** START OF Document extract **
You've probably also heard how he redefined the horror genre with A Nightmare on Elm Street and then went on to redefine it again with the Scream series, which served as the basis for the 'hit' spoof comedy series Scary Movie. It's all true of course, right down to the way he pushed the envelope with his genre bending, innovative take on horror as well as by being self-referential, avante garde, and even making fun of his earlier work in his later stuff. Less talked about, however, is that the genius who brought Freddy Krueger to life got his start working in the adult entertainment industry under a variety of pseudonyms as a writer and editor despite (or maybe because of) being raised in a strict Christian household by an overbearing religious mother. Craven admitted that he worked on tons of adult projects and is rumored to have been involved with creating the infamous adult classic Deep Throat.
** END OF Document extract **
**Set task A**
In the passage on Craven's career, which series served as the basis for the spoof comedy series Scary Movie?
** START OF Excerpted data **
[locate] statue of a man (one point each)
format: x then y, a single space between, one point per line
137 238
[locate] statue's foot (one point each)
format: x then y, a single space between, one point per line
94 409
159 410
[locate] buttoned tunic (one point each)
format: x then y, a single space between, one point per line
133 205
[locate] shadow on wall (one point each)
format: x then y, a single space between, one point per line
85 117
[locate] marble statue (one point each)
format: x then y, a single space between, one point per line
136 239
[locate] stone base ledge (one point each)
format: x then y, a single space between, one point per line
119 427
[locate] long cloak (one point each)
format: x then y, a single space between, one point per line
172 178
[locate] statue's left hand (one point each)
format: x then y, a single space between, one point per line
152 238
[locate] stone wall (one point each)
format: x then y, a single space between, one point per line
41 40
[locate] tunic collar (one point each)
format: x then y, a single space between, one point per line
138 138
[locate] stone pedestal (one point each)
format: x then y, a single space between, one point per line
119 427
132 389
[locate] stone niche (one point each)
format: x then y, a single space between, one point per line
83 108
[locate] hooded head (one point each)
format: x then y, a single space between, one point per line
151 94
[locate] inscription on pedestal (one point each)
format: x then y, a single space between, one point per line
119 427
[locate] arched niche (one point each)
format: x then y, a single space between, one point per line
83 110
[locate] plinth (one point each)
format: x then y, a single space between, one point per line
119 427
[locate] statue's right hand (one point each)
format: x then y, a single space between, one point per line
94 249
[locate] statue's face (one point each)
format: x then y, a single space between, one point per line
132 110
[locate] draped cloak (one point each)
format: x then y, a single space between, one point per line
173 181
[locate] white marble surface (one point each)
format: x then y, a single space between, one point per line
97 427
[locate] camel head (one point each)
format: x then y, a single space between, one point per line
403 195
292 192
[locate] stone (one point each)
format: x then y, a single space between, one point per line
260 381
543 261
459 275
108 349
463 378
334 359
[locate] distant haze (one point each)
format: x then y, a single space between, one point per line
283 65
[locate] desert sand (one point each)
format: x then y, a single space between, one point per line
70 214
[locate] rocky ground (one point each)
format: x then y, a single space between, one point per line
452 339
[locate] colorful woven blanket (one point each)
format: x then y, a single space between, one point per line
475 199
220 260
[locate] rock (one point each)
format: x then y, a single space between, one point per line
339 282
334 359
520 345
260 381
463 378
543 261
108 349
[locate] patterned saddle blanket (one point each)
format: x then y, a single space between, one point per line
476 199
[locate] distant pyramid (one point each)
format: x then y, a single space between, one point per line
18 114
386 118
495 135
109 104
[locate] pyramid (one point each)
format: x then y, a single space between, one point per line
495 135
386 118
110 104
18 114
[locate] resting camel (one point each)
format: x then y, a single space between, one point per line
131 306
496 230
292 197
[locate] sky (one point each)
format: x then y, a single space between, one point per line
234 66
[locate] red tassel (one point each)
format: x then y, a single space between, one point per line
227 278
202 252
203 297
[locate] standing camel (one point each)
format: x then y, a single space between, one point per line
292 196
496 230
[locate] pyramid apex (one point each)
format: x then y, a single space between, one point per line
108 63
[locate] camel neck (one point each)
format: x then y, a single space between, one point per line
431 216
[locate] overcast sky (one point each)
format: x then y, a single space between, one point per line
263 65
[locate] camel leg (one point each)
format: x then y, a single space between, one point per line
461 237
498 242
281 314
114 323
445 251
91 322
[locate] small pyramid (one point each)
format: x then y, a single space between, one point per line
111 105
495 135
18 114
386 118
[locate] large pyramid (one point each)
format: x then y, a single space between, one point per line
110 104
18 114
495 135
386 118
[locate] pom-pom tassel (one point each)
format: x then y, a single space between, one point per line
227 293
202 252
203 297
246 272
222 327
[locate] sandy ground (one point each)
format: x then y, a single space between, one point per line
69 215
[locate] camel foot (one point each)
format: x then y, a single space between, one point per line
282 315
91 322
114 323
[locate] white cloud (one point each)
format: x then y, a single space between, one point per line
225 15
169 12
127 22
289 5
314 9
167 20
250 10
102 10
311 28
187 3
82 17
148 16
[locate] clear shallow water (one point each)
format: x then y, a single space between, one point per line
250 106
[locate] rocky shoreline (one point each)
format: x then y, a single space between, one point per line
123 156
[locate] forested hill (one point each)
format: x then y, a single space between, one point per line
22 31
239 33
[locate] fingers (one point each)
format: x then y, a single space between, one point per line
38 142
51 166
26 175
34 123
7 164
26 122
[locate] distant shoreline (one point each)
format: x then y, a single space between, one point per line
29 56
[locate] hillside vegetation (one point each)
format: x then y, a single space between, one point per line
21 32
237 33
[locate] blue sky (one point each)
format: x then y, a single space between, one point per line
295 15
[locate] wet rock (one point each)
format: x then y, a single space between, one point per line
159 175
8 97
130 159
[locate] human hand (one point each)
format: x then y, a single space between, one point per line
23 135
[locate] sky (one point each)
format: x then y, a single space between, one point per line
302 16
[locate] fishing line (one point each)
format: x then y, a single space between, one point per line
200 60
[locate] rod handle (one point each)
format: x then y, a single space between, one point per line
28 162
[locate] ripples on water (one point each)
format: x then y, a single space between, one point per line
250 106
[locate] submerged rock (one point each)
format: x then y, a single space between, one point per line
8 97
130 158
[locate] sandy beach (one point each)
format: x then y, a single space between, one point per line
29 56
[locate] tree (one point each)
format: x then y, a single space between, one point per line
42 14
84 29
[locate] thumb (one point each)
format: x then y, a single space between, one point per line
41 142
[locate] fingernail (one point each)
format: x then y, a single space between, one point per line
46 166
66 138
** END OF Excerpted data **
**Set task B**
List every line of the records that contains the word "sandy", treating uppercase and lowercase as different.

**Final answer A**
The Scream series.

**Final answer B**
[locate] sandy ground (one point each)
[locate] sandy beach (one point each)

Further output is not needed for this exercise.